_JOB 1_
List each date that appears in the mailing-list thread, as it is written there.
_JOB 2_
Reproduce the passage of the mailing-list thread starting with "2017-04-12 Thread Paul" and going on through "straight forward now.".

_EXTRACTED TEXT_
------------------------

Re: Combine.Global

2017-04-12 Thread Paul Gerver
Ah, I found my mistake. You overrode the getAccumulator and 
getDefaultOutputCoders which my implementation did not. This approach is 
straight forward now.

Thanks!

On 2017-04-07 23:46 (-0500), Aviem Zur  wrote: 
> I wasn't able to reproduce the issue you're experiencing.
> I've created a gist with an example that works and is similar to what you
> have described.
> Please help us make tweaks to the gist reproduce your problem:
> https://gist.github.com/aviemzur/ba213d98b4484492099b3cf709ddded0
> 
> On Fri, Apr 7, 2017 at 7:25 PM Paul Gerver  wrote:
> 
> > Yes, the pipeline is quite small:
> >
> > pipeline.apply("source",
> > Read.from(new CustomSource())).setCoder(CustomSource.coder)

------------------------

_DATA EXCERPTS_
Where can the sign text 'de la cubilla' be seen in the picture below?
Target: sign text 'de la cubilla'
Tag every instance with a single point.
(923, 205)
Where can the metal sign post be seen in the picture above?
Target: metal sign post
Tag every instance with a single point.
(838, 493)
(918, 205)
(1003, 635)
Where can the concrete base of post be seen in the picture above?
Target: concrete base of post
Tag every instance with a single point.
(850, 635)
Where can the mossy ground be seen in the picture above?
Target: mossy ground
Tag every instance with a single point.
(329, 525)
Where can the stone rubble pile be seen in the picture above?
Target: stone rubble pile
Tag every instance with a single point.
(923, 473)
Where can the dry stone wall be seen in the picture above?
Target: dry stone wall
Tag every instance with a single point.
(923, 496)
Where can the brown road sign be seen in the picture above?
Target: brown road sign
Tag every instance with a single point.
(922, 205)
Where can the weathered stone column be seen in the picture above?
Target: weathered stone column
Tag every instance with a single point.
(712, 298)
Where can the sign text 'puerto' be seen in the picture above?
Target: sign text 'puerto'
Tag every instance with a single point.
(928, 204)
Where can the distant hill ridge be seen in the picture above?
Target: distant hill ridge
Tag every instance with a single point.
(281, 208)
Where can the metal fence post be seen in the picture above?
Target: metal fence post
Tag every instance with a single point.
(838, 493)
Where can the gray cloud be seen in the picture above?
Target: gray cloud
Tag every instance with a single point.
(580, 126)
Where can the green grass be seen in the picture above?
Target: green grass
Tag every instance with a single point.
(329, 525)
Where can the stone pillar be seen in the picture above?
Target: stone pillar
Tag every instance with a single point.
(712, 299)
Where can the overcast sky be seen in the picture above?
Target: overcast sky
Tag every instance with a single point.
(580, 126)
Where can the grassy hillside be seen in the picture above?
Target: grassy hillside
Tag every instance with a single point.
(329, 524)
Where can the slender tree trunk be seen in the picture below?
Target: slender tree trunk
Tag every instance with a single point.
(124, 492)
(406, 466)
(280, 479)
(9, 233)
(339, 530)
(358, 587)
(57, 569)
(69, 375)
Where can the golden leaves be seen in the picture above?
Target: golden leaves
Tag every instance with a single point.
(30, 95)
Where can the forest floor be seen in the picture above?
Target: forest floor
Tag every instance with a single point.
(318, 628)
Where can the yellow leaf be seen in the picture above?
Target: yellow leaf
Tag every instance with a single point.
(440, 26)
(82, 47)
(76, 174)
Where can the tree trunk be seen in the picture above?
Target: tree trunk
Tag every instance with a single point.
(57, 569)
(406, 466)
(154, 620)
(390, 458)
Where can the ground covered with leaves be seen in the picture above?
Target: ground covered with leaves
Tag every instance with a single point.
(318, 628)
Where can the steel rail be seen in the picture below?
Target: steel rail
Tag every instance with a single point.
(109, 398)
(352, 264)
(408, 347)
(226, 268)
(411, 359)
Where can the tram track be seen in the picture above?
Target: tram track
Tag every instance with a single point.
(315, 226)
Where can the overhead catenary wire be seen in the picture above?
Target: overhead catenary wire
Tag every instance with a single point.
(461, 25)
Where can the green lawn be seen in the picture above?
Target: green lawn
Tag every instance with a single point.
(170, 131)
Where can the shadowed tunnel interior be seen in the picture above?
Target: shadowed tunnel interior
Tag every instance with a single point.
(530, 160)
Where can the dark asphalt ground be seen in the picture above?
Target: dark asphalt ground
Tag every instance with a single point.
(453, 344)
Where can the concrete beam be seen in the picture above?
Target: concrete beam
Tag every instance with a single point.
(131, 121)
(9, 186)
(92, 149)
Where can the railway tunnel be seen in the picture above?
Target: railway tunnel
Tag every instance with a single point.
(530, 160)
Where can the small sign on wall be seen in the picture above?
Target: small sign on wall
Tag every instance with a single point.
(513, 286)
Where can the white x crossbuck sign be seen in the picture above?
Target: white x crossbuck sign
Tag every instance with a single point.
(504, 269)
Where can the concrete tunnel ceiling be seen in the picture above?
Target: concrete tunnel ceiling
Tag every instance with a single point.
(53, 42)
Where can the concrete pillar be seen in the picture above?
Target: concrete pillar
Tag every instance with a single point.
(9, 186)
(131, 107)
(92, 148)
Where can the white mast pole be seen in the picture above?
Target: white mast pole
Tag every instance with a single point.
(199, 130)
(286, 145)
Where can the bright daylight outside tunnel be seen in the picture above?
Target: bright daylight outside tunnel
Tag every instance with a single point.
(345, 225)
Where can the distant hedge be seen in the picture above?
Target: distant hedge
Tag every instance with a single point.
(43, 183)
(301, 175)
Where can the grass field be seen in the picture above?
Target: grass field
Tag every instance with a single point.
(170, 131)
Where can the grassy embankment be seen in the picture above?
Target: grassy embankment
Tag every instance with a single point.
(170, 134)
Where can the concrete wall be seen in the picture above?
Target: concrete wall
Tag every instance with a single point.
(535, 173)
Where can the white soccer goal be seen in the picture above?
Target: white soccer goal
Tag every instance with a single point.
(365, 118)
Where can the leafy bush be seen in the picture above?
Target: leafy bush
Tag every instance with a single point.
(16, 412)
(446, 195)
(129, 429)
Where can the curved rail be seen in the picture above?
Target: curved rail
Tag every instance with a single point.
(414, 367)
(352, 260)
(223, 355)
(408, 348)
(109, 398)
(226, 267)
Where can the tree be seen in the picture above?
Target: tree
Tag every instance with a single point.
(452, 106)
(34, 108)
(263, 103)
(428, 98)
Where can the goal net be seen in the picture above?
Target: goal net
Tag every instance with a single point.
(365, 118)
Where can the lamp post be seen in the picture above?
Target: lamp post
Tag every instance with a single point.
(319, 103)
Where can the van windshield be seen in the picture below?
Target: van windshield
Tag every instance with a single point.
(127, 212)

------------------------

_WORKED ANSWER 1_
2017-04-12
2017-04-07
Fri, Apr 7, 2017

_WORKED ANSWER 2_
2017-04-12 Thread Paul Gerver
Ah, I found my mistake. You overrode the getAccumulator and 
getDefaultOutputCoders which my implementation did not. This approach is 
straight forward now.